(Beginning of RECORDS FOR PROCESSING)

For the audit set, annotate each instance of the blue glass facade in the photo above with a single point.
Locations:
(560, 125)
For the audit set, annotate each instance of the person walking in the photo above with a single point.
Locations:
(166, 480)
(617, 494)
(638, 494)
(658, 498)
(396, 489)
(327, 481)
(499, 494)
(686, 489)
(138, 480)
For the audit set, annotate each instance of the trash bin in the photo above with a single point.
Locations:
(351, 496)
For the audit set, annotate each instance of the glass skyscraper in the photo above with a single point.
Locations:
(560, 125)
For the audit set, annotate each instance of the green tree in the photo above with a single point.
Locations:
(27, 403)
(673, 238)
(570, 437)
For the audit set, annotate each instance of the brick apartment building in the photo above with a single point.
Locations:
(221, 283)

(End of RECORDS FOR PROCESSING)
(Beginning of RECORDS FOR PROCESSING)

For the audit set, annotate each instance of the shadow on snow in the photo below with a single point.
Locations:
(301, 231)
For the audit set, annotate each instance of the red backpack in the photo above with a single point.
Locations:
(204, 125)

(End of RECORDS FOR PROCESSING)

_WORK REQUIRED_: All that is wanted is an exact copy of the lines above from the one with "For the audit set, annotate each instance of the blue" through the one with "For the audit set, annotate each instance of the trash", with both ends included.

_TASK RESULT_:
For the audit set, annotate each instance of the blue glass facade in the photo above with a single point.
Locations:
(560, 125)
For the audit set, annotate each instance of the person walking in the photo above with a single point.
Locations:
(166, 480)
(617, 494)
(638, 494)
(658, 498)
(396, 489)
(327, 481)
(499, 494)
(686, 489)
(138, 480)
For the audit set, annotate each instance of the trash bin in the photo above with a single point.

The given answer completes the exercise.